▸ **Activity**: Reproduce word for word the portion of the passage on the chief financial officer's retirement starting at "Retirement of Marcy" and ending at "with the Retirement.".

▸ **Extract provided**:

________

Retirement of Marcy D. Mutch as Principal Financial Officer and Principal Accounting Officer
On February 20, 2025, Marcy D. Mutch notified First Interstate BancSystem, Inc. (the “Company”) of her intention to retire as a full-time employee at the end of 2025 and to step down after a transition period as the Company’s Executive Vice President and Chief Financial Officer (“CFO”) effective May 31, 2025 (the “Retirement”). In her capacity as CFO, Ms. Mutch serves as both the Company’s principal financial officer and principal accounting officer; she will be transitioning out of each of such roles at the end May in connection with the Retirement.

________

▸ **Supplied information**:
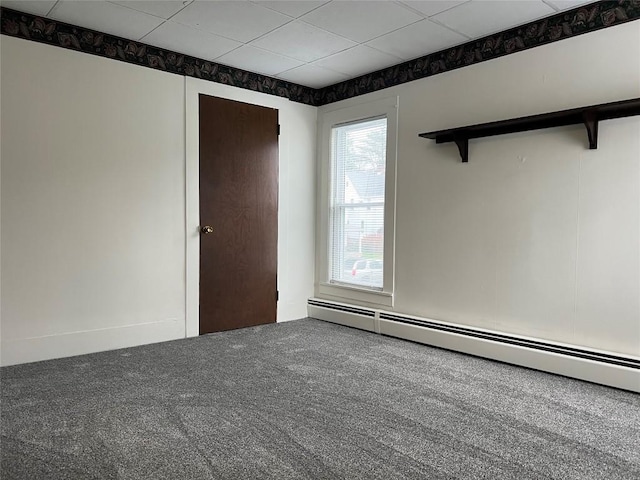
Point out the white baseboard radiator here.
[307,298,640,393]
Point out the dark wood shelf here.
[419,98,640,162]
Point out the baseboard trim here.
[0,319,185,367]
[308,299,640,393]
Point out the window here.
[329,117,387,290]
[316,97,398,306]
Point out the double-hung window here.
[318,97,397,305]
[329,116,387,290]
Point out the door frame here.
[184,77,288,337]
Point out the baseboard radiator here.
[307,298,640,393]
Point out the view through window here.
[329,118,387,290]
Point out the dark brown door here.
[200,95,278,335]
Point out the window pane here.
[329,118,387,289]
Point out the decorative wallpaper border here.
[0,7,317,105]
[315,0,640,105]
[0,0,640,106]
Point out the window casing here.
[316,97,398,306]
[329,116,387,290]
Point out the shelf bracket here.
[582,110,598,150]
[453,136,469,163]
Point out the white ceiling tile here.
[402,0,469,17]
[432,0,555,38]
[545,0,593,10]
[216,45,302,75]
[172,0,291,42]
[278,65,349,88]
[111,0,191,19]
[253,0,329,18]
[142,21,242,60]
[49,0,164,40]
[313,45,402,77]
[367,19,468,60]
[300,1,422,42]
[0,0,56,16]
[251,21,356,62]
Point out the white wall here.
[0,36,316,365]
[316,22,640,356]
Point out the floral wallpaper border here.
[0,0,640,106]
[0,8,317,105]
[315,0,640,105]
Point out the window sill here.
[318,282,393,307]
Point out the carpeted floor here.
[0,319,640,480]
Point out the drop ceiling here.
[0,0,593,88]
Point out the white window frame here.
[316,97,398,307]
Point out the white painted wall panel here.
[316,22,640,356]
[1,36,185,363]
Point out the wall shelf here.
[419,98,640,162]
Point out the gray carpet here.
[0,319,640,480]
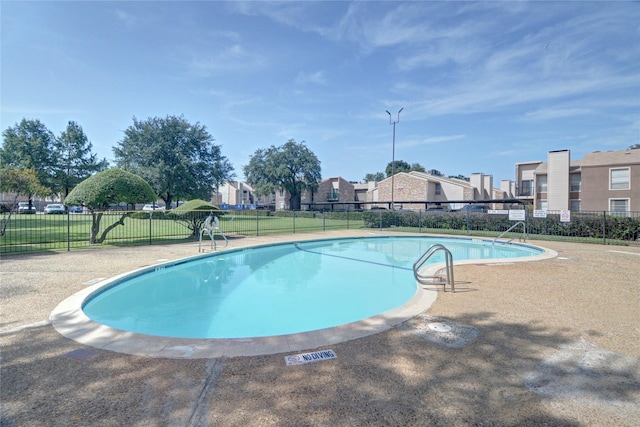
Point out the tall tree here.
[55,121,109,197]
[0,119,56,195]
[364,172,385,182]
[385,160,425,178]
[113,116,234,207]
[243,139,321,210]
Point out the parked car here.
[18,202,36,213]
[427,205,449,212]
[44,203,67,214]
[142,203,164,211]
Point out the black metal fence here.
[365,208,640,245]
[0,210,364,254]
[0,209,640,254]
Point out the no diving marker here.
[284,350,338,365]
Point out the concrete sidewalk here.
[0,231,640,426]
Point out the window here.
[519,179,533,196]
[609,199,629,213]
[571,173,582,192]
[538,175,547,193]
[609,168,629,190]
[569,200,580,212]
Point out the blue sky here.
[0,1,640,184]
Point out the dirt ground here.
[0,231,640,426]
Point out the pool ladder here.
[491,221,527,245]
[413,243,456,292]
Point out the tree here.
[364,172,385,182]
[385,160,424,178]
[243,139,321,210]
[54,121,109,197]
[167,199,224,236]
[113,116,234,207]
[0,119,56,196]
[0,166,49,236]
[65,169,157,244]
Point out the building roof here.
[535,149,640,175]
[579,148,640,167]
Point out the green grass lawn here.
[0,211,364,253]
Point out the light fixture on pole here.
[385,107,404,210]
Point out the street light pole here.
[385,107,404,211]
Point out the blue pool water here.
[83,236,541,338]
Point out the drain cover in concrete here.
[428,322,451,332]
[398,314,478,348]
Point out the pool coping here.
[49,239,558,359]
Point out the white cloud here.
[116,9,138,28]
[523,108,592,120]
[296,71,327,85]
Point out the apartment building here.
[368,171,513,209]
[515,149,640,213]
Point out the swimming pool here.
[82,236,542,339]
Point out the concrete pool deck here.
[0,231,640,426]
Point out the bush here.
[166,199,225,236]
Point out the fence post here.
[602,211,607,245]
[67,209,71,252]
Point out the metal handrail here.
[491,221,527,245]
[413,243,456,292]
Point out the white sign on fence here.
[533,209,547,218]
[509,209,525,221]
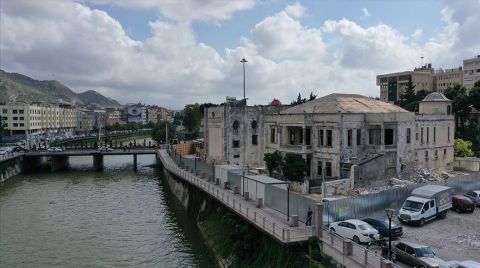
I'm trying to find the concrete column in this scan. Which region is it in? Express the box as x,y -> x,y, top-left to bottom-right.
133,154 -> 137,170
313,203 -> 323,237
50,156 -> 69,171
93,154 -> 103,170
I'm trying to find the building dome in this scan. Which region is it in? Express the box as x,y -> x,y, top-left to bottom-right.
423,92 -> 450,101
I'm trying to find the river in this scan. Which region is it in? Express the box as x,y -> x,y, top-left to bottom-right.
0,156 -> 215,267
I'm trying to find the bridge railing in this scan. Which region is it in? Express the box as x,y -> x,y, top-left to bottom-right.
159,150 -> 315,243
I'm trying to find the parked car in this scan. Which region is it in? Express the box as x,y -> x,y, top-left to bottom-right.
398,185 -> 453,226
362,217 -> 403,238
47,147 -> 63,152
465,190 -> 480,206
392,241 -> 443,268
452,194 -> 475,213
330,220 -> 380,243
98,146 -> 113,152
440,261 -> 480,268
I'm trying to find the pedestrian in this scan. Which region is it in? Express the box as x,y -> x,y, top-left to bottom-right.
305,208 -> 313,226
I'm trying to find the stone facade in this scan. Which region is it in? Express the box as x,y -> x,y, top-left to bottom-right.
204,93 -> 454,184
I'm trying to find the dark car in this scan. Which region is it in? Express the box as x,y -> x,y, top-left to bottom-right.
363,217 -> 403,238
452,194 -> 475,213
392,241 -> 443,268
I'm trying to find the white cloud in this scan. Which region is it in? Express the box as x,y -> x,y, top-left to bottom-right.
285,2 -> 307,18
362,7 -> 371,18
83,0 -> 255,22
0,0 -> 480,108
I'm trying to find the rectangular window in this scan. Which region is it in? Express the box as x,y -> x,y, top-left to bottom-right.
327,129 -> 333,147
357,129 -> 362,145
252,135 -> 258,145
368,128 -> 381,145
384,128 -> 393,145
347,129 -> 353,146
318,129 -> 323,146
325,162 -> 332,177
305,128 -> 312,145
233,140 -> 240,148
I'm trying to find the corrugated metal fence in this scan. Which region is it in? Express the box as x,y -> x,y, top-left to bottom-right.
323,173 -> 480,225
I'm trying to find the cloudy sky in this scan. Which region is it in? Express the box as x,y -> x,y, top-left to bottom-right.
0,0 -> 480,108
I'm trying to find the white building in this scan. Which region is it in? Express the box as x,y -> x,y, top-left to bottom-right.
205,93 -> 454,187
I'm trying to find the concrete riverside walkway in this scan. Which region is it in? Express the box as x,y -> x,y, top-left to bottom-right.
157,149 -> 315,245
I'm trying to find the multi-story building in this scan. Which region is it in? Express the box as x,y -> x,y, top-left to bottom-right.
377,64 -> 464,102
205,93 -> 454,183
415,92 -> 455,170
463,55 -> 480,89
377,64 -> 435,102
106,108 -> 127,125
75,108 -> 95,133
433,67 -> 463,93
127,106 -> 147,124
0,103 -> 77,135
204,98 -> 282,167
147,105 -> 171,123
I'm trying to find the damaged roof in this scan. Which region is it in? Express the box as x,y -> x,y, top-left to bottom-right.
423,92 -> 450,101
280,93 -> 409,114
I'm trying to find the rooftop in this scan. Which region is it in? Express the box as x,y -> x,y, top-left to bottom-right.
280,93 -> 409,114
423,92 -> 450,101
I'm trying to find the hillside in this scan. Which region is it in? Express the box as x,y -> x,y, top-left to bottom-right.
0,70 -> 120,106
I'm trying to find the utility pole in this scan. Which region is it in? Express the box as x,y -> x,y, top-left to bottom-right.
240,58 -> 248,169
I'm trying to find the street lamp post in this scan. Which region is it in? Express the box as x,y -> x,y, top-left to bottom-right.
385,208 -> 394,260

________

▸ **Response below**:
Retirement of Marcy D. Mutch as Principal Financial Officer and Principal Accounting Officer
On February 20, 2025, Marcy D. Mutch notified First Interstate BancSystem, Inc. (the “Company”) of her intention to retire as a full-time employee at the end of 2025 and to step down after a transition period as the Company’s Executive Vice President and Chief Financial Officer (“CFO”) effective May 31, 2025 (the “Retirement”). In her capacity as CFO, Ms. Mutch serves as both the Company’s principal financial officer and principal accounting officer; she will be transitioning out of each of such roles at the end May in connection with the Retirement.